• TASK OBJECTIVE: Gather every line in the records below that contains the string "shed", and copy each such line in full. Case counts.

• ENTRIES SUPPLIED:

┌──

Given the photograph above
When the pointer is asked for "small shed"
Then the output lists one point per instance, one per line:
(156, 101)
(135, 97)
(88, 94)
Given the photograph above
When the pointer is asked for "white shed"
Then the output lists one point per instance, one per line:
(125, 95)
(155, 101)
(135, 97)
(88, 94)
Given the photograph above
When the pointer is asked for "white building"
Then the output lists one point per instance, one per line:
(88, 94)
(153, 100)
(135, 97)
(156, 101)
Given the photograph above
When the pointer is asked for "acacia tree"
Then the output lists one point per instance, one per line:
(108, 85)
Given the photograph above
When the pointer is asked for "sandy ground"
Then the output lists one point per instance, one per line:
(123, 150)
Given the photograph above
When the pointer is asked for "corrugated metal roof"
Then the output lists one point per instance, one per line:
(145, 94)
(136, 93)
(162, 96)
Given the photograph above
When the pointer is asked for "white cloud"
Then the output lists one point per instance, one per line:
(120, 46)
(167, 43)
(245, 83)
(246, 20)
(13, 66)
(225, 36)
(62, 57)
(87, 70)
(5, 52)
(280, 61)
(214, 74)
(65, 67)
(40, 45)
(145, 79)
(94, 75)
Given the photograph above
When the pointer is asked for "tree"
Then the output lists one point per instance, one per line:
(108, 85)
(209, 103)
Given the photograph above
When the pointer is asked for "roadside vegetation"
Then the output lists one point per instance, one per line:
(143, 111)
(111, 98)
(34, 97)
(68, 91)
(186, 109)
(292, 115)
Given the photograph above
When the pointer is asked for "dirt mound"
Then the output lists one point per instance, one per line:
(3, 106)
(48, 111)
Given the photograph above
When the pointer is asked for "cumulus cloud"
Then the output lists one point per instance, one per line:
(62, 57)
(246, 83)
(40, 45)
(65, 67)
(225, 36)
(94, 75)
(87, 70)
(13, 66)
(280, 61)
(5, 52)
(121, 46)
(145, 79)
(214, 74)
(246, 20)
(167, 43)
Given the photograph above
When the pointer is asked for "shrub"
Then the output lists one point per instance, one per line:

└──
┌──

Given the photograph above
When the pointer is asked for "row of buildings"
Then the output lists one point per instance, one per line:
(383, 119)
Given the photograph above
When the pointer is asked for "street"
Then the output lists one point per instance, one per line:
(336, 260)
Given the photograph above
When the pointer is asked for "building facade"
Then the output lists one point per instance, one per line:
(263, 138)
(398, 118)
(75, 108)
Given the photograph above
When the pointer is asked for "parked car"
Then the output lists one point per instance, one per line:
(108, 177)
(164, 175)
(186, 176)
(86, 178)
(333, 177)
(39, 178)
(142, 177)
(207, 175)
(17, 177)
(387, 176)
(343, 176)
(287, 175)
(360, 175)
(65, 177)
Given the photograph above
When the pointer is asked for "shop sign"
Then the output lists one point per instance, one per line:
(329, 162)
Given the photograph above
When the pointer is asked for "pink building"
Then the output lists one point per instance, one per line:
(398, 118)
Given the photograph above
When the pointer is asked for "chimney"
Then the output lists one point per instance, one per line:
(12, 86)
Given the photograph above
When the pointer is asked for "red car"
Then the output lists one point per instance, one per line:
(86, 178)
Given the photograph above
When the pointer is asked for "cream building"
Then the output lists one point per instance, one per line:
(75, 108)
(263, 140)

└──

• FULL ANSWER:
When the pointer is asked for "small shed"
When the pointer is asked for "white shed"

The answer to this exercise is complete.